Available data Block Start

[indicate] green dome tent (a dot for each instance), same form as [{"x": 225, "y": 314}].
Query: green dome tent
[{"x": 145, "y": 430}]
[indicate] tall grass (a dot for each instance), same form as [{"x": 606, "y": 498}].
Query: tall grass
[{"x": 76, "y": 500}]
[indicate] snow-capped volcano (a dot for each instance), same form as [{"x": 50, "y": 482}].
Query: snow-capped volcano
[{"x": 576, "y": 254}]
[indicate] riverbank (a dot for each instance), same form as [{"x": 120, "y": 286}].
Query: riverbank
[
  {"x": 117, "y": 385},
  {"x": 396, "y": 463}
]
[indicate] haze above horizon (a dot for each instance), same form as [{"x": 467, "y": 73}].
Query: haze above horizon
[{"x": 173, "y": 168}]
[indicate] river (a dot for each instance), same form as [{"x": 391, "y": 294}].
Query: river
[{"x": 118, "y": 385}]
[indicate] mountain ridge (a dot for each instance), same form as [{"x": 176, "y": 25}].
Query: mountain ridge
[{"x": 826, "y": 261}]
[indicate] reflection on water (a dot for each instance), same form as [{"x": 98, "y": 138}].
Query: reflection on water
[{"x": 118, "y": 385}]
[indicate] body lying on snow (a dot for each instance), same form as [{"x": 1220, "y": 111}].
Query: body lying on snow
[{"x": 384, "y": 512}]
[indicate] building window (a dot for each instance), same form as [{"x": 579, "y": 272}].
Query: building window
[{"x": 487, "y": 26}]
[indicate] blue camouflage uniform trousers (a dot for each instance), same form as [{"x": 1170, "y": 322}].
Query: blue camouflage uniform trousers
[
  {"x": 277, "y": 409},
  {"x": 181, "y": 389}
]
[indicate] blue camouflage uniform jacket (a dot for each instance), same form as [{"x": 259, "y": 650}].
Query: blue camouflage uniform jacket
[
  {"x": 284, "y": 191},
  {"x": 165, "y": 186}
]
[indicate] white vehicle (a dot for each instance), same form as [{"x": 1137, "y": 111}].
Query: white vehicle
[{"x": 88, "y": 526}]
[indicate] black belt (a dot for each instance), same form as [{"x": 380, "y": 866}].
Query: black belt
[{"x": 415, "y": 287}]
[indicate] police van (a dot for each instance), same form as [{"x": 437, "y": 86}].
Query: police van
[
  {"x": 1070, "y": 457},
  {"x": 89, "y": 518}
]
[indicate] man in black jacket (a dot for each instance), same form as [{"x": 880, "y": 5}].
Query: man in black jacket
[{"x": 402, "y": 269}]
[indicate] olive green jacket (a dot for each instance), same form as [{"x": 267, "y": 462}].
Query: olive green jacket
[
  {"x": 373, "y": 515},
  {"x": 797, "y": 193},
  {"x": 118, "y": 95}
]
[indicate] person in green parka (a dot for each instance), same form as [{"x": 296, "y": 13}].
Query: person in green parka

Available data Block End

Report how many lines of the data hold the string "parka"; give only the number.

2